→ Aim of the task: Write out every line of the rows below, starting at the line that contains "target: brick wall" and continuing through the last row, and add 80 to each x and y value of the point coordinates.

→ Excerpted records:

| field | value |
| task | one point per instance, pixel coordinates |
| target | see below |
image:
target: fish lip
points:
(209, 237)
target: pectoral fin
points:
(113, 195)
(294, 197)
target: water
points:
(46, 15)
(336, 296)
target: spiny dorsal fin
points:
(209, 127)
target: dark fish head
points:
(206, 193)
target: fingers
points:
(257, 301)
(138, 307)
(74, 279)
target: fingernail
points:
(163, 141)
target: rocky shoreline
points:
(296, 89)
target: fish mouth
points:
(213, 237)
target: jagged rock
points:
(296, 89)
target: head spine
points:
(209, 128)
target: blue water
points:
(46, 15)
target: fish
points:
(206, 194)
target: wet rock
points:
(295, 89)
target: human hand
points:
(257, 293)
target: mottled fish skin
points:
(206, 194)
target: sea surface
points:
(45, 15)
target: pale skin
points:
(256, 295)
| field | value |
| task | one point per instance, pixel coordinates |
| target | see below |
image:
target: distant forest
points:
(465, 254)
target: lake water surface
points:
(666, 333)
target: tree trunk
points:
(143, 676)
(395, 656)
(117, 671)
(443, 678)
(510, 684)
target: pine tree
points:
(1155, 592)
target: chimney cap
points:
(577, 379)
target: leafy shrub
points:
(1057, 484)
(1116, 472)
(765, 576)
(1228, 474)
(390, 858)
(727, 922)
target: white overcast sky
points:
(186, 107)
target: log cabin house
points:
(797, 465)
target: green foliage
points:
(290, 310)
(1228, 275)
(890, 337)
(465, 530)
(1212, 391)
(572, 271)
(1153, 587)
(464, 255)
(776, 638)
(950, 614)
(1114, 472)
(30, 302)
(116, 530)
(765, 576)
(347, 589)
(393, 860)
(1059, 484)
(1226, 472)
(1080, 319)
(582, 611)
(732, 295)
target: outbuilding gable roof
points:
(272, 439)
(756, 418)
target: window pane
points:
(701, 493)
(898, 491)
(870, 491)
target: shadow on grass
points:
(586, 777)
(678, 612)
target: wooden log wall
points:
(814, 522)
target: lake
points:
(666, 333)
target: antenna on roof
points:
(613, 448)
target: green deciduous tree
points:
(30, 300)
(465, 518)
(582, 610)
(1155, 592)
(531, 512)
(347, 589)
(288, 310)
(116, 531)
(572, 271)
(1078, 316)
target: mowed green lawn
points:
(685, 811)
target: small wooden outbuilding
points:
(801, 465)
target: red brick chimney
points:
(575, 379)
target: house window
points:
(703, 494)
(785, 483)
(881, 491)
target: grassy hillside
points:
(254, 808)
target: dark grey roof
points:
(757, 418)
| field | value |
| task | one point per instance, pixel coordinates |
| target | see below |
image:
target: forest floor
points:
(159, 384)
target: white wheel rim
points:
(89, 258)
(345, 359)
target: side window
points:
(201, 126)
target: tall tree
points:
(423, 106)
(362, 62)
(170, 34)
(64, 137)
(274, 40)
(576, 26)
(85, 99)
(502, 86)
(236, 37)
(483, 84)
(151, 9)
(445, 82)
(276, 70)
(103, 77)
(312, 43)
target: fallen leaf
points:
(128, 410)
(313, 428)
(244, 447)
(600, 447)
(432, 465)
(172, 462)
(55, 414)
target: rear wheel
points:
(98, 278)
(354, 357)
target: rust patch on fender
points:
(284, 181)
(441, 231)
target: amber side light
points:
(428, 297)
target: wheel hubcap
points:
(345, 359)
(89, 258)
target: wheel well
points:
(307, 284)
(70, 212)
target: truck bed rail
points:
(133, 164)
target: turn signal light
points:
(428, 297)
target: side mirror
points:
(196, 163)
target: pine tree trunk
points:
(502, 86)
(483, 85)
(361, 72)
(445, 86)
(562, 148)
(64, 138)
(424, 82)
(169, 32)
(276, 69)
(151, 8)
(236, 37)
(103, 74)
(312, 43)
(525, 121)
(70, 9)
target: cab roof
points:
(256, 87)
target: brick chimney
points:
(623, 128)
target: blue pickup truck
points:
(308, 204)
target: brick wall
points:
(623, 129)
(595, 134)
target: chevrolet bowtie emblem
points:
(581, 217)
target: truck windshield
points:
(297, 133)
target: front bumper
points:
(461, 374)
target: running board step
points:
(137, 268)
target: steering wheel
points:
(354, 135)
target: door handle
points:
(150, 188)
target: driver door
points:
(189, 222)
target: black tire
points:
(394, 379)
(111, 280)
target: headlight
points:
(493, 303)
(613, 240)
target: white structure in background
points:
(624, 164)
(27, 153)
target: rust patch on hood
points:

→ Reply to the task:
target: brick wall
points:
(703, 209)
(675, 214)
target: chevrolet bowtie emblem
points:
(661, 297)
target: truck windshield
points:
(377, 213)
target: front bumper
points:
(541, 454)
target: running board step
points:
(217, 348)
target: steering wheel
points:
(434, 215)
target: door handle
points:
(230, 268)
target: driver door
points:
(269, 302)
target: black tire
points:
(474, 459)
(191, 360)
target: headlight
points:
(573, 383)
(693, 320)
target: white structure in background
points:
(704, 244)
(107, 233)
target: rust patch on hood
points:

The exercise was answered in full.